» TASK MATERIAL
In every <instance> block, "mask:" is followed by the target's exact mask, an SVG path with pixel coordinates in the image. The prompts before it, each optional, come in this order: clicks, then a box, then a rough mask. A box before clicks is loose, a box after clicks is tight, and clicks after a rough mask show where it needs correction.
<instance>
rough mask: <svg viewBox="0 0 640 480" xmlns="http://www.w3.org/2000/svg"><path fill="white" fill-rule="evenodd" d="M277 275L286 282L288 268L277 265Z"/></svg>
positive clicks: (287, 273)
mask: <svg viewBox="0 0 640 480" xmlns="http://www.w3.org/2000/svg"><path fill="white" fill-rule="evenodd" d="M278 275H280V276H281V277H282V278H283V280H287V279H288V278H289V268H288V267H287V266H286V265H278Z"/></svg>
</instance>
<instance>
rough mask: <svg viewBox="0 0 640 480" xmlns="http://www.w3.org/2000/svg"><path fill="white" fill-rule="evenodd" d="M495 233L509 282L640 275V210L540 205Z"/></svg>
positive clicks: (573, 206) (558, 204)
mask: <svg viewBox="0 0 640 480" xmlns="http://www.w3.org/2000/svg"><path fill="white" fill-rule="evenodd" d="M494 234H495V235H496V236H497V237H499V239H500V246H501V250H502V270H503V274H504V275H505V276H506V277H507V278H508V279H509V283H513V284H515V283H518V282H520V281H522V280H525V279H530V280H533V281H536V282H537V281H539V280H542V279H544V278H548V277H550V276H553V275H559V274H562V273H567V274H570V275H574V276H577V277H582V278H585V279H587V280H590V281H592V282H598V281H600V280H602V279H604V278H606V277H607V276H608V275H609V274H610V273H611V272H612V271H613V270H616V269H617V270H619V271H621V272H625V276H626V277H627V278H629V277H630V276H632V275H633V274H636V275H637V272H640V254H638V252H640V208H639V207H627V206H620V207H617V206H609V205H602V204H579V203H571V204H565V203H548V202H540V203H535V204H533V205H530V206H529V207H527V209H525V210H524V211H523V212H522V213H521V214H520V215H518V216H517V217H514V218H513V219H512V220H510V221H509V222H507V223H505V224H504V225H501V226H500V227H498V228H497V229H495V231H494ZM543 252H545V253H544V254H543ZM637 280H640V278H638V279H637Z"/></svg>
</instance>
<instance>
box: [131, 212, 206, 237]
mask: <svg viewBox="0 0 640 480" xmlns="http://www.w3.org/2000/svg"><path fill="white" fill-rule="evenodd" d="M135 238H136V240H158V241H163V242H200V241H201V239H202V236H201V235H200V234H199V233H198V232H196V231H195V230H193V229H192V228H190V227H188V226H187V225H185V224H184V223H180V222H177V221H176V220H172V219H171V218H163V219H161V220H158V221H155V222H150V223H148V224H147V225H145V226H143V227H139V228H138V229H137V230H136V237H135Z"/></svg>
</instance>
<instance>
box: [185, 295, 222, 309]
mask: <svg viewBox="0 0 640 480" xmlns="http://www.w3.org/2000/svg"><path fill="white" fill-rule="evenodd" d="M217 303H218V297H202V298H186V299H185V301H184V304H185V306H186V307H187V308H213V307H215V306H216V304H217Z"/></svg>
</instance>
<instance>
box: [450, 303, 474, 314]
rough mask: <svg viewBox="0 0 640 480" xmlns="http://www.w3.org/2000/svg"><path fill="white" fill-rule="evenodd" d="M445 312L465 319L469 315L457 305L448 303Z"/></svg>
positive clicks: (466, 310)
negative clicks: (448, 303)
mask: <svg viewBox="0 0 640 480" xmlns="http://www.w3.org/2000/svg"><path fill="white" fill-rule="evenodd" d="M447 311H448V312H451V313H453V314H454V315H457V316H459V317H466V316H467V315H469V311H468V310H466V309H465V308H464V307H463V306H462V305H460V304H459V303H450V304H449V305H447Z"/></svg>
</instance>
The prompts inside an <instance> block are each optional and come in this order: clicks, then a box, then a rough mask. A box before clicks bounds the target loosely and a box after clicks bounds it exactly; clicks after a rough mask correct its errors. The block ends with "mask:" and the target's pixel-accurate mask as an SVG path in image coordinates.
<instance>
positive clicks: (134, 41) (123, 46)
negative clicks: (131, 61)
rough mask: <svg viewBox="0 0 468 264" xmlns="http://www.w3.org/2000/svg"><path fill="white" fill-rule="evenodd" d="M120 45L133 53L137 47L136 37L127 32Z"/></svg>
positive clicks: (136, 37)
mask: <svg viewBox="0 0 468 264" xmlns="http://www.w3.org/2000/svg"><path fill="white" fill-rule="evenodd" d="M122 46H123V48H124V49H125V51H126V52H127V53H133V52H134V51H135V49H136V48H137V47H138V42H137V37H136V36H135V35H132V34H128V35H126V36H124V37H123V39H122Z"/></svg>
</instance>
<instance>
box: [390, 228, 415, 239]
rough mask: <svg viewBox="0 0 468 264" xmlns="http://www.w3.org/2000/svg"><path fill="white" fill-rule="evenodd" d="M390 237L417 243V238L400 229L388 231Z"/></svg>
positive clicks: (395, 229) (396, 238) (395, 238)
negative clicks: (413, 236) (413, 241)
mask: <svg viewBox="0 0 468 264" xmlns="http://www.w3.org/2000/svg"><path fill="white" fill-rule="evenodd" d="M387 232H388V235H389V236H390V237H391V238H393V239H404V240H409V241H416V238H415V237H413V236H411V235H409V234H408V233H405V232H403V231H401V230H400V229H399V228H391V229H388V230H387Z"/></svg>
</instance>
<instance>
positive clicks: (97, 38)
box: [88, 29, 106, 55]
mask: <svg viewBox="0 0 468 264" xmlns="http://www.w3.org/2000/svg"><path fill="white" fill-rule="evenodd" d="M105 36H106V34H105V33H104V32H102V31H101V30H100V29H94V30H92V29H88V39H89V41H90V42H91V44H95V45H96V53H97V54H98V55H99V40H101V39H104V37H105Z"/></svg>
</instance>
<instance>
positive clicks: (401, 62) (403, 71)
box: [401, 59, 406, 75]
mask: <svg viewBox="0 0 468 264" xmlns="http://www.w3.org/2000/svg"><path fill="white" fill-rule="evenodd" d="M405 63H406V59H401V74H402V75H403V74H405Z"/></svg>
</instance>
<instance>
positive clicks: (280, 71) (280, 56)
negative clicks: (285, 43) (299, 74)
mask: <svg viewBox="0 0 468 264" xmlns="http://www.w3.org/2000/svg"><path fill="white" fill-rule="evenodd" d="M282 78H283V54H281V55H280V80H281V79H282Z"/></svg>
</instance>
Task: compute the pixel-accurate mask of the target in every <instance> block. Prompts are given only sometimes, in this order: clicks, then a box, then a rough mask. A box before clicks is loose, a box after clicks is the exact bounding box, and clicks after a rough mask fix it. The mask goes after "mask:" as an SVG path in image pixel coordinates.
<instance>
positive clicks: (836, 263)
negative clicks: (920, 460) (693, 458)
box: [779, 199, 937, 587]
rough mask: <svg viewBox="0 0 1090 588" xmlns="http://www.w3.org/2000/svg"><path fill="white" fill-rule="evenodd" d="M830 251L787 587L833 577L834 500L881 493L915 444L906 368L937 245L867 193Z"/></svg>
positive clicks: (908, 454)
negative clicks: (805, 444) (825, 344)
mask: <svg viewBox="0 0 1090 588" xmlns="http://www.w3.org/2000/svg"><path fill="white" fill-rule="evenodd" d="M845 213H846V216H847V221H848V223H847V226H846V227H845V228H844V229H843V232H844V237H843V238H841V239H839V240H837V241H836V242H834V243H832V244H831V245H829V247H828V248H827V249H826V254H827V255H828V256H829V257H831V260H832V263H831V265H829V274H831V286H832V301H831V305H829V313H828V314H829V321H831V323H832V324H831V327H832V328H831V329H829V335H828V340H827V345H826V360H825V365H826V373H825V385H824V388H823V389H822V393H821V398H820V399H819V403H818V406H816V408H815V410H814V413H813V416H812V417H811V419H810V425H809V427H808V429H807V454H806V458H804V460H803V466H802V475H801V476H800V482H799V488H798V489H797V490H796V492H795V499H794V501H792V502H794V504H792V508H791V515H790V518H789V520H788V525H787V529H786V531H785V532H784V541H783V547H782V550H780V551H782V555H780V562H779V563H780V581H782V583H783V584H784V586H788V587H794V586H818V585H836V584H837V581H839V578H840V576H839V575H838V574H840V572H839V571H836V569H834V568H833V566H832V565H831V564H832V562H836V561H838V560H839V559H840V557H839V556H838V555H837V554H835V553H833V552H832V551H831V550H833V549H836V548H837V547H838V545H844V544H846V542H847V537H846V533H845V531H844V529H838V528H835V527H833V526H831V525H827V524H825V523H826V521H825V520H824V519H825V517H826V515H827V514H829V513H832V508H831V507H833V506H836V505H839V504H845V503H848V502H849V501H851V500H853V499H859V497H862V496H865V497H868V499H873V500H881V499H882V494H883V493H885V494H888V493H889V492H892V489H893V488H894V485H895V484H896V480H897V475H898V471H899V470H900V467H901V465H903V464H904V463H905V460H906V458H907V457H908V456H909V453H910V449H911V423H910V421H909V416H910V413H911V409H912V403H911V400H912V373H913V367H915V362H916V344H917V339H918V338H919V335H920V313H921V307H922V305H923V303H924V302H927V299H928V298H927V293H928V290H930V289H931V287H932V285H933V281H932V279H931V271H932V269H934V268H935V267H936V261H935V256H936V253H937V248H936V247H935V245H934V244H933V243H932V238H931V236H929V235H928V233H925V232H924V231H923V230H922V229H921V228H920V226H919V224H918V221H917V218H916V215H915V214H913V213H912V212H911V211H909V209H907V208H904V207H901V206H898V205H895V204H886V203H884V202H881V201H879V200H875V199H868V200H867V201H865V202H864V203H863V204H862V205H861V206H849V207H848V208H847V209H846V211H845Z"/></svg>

» HOW TO COMPLETE THIS TASK
Given the records above, return exactly the lines starting at the line containing "negative clicks: (285, 43) (299, 74)" and ending at the line containing "positive clicks: (908, 454)", including both.

» SOLVED PROBLEM
negative clicks: (285, 43) (299, 74)
mask: <svg viewBox="0 0 468 264" xmlns="http://www.w3.org/2000/svg"><path fill="white" fill-rule="evenodd" d="M282 78H283V54H281V55H280V80H281V79H282Z"/></svg>
</instance>
Task: compute the pixel-accurate mask of the target in every <instance> block. Prompts are given only sometimes, in this order: clicks, then a box, then a rough mask. A box before clicks is loose, a box after clicks is the exact bounding box, and clicks after a rough mask fix it. The mask goes after "mask:" as an SVG path in image pixel coordinates.
<instance>
positive clicks: (836, 263)
negative clicks: (920, 460) (693, 458)
box: [779, 199, 937, 587]
rough mask: <svg viewBox="0 0 1090 588" xmlns="http://www.w3.org/2000/svg"><path fill="white" fill-rule="evenodd" d="M830 251L787 587L833 577L834 500L881 493L915 444L906 368L937 245L867 193Z"/></svg>
positive clicks: (908, 454)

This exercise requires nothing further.